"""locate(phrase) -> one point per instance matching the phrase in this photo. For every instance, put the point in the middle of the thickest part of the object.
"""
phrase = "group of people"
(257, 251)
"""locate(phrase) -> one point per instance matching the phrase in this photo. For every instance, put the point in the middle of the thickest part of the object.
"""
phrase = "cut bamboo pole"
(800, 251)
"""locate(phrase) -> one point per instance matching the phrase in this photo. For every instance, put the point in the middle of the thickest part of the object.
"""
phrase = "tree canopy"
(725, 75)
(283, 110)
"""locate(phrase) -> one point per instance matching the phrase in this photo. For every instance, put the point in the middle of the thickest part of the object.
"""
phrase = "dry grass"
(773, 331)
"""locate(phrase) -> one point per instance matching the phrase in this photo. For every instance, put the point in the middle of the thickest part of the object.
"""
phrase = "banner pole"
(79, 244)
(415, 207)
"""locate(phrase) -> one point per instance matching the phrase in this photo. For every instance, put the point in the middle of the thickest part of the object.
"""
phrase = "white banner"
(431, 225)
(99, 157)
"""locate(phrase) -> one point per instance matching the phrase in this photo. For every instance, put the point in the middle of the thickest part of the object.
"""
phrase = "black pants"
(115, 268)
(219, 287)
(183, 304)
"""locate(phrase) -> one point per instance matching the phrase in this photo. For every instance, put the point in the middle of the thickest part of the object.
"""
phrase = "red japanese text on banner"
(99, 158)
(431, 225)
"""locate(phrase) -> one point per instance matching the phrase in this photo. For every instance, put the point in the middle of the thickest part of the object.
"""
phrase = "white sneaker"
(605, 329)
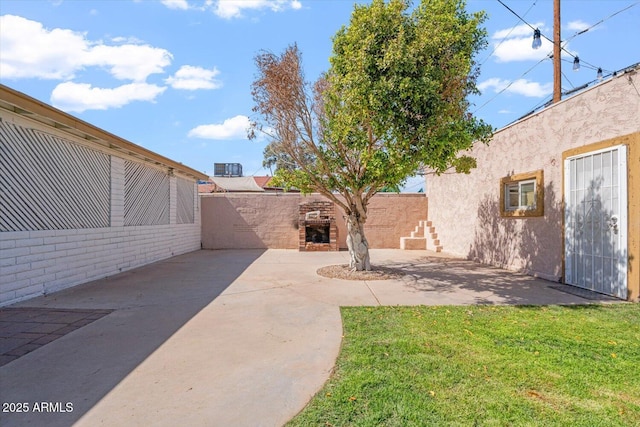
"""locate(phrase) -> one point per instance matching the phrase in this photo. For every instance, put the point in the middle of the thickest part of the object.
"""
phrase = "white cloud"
(192, 78)
(31, 51)
(176, 4)
(518, 87)
(514, 44)
(229, 9)
(79, 97)
(577, 26)
(233, 128)
(129, 61)
(517, 31)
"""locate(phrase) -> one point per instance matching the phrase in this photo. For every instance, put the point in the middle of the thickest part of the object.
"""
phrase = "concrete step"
(413, 243)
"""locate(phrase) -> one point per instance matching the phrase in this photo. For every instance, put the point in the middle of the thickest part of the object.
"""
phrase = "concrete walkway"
(227, 338)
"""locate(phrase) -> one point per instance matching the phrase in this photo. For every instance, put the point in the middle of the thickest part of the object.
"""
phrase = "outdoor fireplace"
(317, 227)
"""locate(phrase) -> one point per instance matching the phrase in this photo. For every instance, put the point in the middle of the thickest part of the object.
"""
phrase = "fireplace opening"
(317, 226)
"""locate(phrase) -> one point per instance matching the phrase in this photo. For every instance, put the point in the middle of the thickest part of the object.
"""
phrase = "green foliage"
(394, 101)
(484, 365)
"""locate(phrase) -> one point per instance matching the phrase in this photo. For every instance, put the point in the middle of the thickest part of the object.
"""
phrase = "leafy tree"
(394, 101)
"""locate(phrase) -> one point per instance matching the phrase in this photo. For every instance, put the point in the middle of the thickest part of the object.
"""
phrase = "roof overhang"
(24, 105)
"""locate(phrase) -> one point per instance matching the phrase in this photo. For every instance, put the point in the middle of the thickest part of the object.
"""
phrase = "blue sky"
(174, 76)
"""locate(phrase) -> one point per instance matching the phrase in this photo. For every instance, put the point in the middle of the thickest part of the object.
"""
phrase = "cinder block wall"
(270, 220)
(40, 249)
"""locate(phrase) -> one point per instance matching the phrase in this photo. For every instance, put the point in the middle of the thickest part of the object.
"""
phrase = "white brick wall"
(39, 262)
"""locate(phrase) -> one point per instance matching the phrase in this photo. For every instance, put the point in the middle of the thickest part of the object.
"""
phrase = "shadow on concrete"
(470, 282)
(151, 303)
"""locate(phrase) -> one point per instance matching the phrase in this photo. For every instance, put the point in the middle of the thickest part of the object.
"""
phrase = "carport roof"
(24, 105)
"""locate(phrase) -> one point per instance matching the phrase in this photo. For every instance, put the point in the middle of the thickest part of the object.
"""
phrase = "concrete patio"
(218, 338)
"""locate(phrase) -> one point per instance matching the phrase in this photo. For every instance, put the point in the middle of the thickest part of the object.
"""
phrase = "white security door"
(595, 221)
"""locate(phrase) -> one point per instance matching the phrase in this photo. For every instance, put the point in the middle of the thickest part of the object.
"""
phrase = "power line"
(506, 36)
(550, 55)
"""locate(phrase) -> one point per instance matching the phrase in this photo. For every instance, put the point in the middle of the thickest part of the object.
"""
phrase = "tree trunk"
(357, 244)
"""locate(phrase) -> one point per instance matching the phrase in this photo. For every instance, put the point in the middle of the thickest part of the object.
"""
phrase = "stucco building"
(555, 194)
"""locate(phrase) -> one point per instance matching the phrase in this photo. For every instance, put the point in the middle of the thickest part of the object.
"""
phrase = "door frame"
(632, 143)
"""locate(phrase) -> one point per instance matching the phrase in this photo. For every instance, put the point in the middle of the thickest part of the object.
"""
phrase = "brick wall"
(271, 220)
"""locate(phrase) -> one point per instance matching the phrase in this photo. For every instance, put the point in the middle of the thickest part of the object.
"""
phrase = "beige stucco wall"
(465, 208)
(270, 220)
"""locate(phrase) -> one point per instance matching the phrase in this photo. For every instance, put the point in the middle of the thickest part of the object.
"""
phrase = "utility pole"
(557, 68)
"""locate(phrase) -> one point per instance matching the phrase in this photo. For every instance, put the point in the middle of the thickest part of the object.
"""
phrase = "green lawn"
(484, 365)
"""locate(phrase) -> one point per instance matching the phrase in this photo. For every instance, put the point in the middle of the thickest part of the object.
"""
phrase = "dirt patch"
(344, 272)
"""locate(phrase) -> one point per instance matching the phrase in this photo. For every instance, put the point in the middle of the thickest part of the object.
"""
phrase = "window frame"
(535, 177)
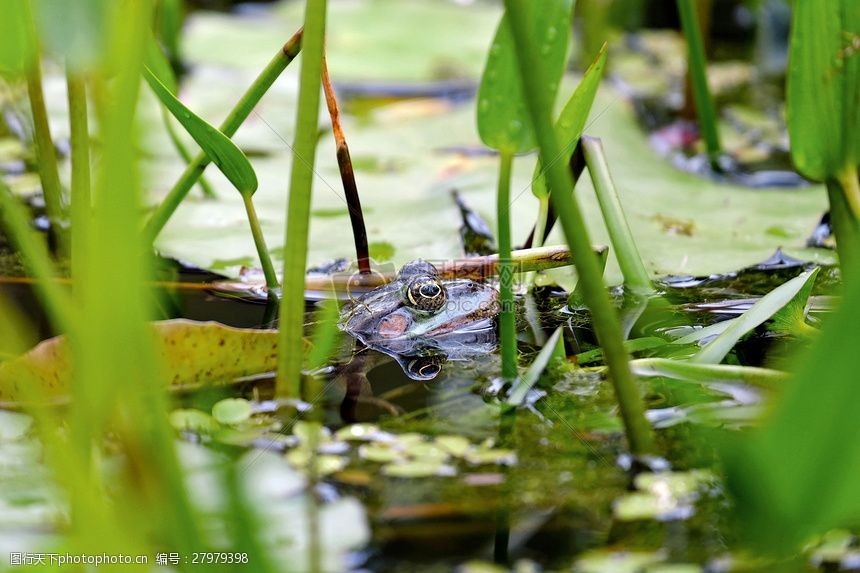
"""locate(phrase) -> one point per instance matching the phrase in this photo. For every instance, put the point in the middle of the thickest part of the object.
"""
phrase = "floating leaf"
(307, 432)
(379, 453)
(231, 410)
(326, 464)
(457, 446)
(571, 120)
(193, 354)
(14, 426)
(491, 456)
(418, 468)
(357, 432)
(220, 149)
(503, 121)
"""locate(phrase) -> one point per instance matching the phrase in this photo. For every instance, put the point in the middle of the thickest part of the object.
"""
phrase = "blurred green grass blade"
(73, 31)
(763, 310)
(156, 62)
(503, 120)
(823, 94)
(530, 377)
(571, 120)
(16, 221)
(220, 149)
(798, 474)
(17, 48)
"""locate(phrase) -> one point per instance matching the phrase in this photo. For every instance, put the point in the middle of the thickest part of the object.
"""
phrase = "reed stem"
(260, 243)
(347, 176)
(629, 259)
(507, 317)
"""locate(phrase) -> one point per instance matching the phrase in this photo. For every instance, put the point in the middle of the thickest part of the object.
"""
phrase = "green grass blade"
(17, 49)
(228, 127)
(507, 316)
(55, 300)
(571, 120)
(697, 68)
(690, 372)
(606, 322)
(299, 204)
(503, 120)
(530, 377)
(797, 475)
(763, 310)
(635, 275)
(220, 149)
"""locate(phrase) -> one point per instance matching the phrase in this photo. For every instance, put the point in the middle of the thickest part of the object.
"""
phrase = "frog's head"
(420, 311)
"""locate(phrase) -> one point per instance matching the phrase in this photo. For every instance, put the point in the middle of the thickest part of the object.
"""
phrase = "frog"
(422, 320)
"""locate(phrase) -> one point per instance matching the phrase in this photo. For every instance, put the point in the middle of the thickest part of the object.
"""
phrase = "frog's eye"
(426, 293)
(425, 367)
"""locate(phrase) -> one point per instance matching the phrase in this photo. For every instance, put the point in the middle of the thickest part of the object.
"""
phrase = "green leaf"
(823, 95)
(797, 475)
(764, 309)
(193, 353)
(691, 372)
(17, 48)
(223, 152)
(571, 120)
(503, 122)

Your task: We ask that the entries above be copied exactly, with the pictures omitted.

Answer to this problem:
"""locate(phrase) -> one point per instance matching the phrase in this photo. For every instance, put the point in the middle of the thickest part of the object.
"""
phrase = "group of people"
(257, 251)
"""locate(phrase) -> one point per instance matching the phrase in this photo. For every instance, put the point in the middle of the thickest part of the object.
"""
phrase = "cut bamboo pole"
(800, 251)
"""locate(phrase) -> one point per instance matching the phrase in this photo. For every instance, put the point in the middle of the thickest part of the object.
"""
phrase = "tree canopy"
(725, 75)
(283, 110)
"""locate(phrase) -> one point per instance matching the phrase in this photo. For every instance, put the point in the middle of the thickest part of the object.
"""
phrase = "dry grass"
(773, 331)
"""locate(phrase) -> one point per instance matching the phrase in this photo. For every instance, put the point in the middle of the thickest part of the object.
"""
phrase = "banner pole"
(79, 244)
(415, 207)
"""locate(phrase) -> one point per instance matching the phrase in this photo. For every instance, put the point in the middle of the thickest part of the object.
"""
phrase = "white banner"
(431, 225)
(99, 157)
"""locate(phrase) -> one point per instance matching the phrase in this photo. For every instance, put the point in the middle of the thickest part of the object.
"""
phrase = "black pants"
(115, 268)
(219, 287)
(183, 304)
"""locate(phrase) -> one point per instance matching the phrase in this photo. For every instance, put the point in the middle of the thickest part of the object.
"""
phrase = "red japanese text on banner"
(99, 158)
(431, 225)
"""locate(phrase) -> one point per instance matching the phrase in this photo. For every instance, put the point in the middle of the thickest part of the object.
"""
phrase = "white sneaker"
(605, 329)
"""locate(phrase) -> one point per instance matching the phrase in this photo. For every instance, put the point in the middle of the thickest part of the object.
"""
phrase = "white cloud"
(192, 78)
(31, 51)
(176, 4)
(518, 87)
(514, 44)
(229, 9)
(79, 97)
(577, 26)
(233, 128)
(129, 61)
(517, 31)
"""locate(phrase) -> one point per instance matching the phrase in this photo. For every instance, put the point in the middle of the thickest part of the object.
"""
phrase = "concrete step"
(413, 243)
"""locate(phrase) -> one point per instance matching the phrase in this photo. For every instance, put the point in the middle of the thickest part of the object.
"""
phrase = "concrete walkway"
(227, 338)
"""locate(phrase) -> one point per instance matching the phrase in this photo. For every instance, put the point in the middle of the thickest part of the object.
"""
phrase = "outdoor fireplace"
(317, 227)
"""locate(phrase) -> one point per instance matching the phrase in this photo. For every instance, put the point in the middle of the thickest part of the object.
"""
phrase = "fireplace opening"
(317, 226)
"""locate(phrase) -> one point per instance matching the phrase in this photo. For every instance, put the point in the middle of the thickest part of the object.
"""
phrase = "green foliage"
(394, 101)
(484, 365)
"""locate(phrase) -> one point per instance matching the phrase in this photo. For every instance, put the point in the middle of the thickest part of the object.
"""
phrase = "leafy tree"
(394, 101)
"""locate(phrase) -> one point per instance matching the phrase in this photo. For every instance, put the point in the middle of the thickest part of the object.
"""
phrase = "roof overhang"
(24, 105)
"""locate(phrase) -> one point per instance matching the phrase in this photo. For every instance, put the point in the middle of the thickest part of the object.
"""
phrase = "blue sky"
(174, 76)
"""locate(phrase) -> one point per instance matching the phrase in this photo. For every instance, put the point in the middle of the thickest part of the object.
"""
phrase = "cinder block wall"
(270, 220)
(40, 249)
"""locate(phrase) -> one point per instance matching the phrase in this photo. For every instance, put the point in the middle of the thickest part of the object.
"""
phrase = "white brick wall"
(39, 262)
"""locate(phrase) -> one point per instance matching the phrase in this photo. For every instance, put the point in the middle of the thickest part of the object.
"""
phrase = "shadow on concrete"
(470, 282)
(151, 303)
"""locate(phrase) -> one point per instance matching the phrase in this photo. For every instance, put the point in the middle of the thickest part of the object.
"""
phrase = "carport roof"
(24, 105)
"""locate(phrase) -> one point per instance matching the phrase in this photo. For every instance, put the point in the middle of the thickest part of the object.
"""
phrase = "concrete patio"
(218, 338)
"""locate(phrase) -> one point per instance matching the phrase in this photo. For every instance, put the point in the middle of the thickest part of the object.
"""
phrase = "white security door"
(595, 221)
"""locate(phrase) -> one point per instance matching the phrase in this photo. For every instance, put the point in the middle of the thickest part of the object.
"""
phrase = "power line"
(506, 36)
(550, 55)
"""locate(phrase) -> one point per instance matching the phrase in this photo. For every instance, put the point in the middle of the thickest part of the object.
"""
phrase = "tree trunk"
(357, 244)
"""locate(phrase) -> one point per instance matching the phrase in this photo. For every instance, put the point in the middle of the thickest part of the object.
"""
phrase = "stucco building"
(555, 194)
"""locate(phrase) -> one point per instance matching the phrase in this photo. For every instance, put the point in the middle of the thickest part of the object.
"""
phrase = "door frame"
(632, 143)
"""locate(phrase) -> one point per instance matching the phrase in this photo. For every instance, put the point in the middle of the thickest part of the object.
"""
phrase = "brick wall"
(271, 220)
"""locate(phrase) -> one point per instance matching the phrase in this photo. For every instance, put the point in the middle of the thickest part of the object.
"""
phrase = "beige stucco wall"
(465, 208)
(270, 220)
"""locate(phrase) -> one point per instance matching the phrase in this photo. For every instance, put the point in the middle of the thickest part of the object.
"""
phrase = "utility pole"
(557, 68)
"""locate(phrase) -> one point per instance matching the phrase in this photo. For every instance, put the point in the middle of the thickest part of the object.
"""
phrase = "green lawn"
(484, 365)
"""locate(phrase) -> one point per instance matching the phrase in this photo. For every instance, put the point in the middle of the thickest part of the object.
"""
phrase = "dirt patch"
(344, 272)
"""locate(phrase) -> one point per instance matching the phrase in this photo. For every instance, put the point in the middle of the thickest part of the object.
"""
phrase = "window frame"
(535, 177)
"""locate(phrase) -> one point per instance matching the phrase in this photo. For every instance, put the point in the middle of the thickest part of the object.
"""
phrase = "floating leaf"
(307, 432)
(379, 453)
(231, 410)
(326, 464)
(457, 446)
(571, 120)
(193, 354)
(14, 426)
(491, 456)
(418, 468)
(357, 432)
(220, 149)
(503, 121)
"""locate(phrase) -> one point per instance matching the phrase in this photo. For every instance, put the point in the middle of the thickest part of the object.
"""
phrase = "blurred green grass blade"
(73, 31)
(763, 310)
(156, 62)
(503, 120)
(823, 94)
(530, 377)
(571, 120)
(16, 221)
(220, 149)
(798, 474)
(17, 48)
"""locate(phrase) -> one point per instance matching the phrase in this photo. For every instance, put the point in the middle of the thickest part of the object.
"""
phrase = "reed stem"
(260, 243)
(347, 176)
(629, 259)
(507, 317)
"""locate(phrase) -> one point per instance matching the phrase in this photo. For every instance, put the point in the middle of the thickest part of the object.
"""
phrase = "green grass blade"
(17, 49)
(228, 127)
(507, 316)
(55, 300)
(571, 120)
(697, 68)
(690, 372)
(606, 322)
(299, 204)
(503, 120)
(530, 377)
(797, 475)
(763, 310)
(635, 275)
(220, 149)
"""locate(phrase) -> one point per instance matching the phrase in this photo. For every instance, put the point in the middle of the thickest part of the object.
"""
phrase = "frog's head"
(420, 311)
"""locate(phrase) -> one point per instance matching the phrase in this photo. For every instance, put the point in the middle of the thickest part of the object.
"""
phrase = "frog"
(422, 320)
"""locate(phrase) -> one point per instance matching the phrase in this photo. For every instance, put the point in the middle of the thickest part of the object.
"""
phrase = "frog's eye"
(426, 293)
(425, 367)
"""locate(phrase) -> one point per instance matching the phrase in this photo. For every instance, put the point in the middle of the thickest part of the object.
"""
phrase = "green leaf"
(823, 95)
(797, 475)
(764, 309)
(193, 353)
(691, 372)
(17, 48)
(223, 152)
(571, 120)
(503, 122)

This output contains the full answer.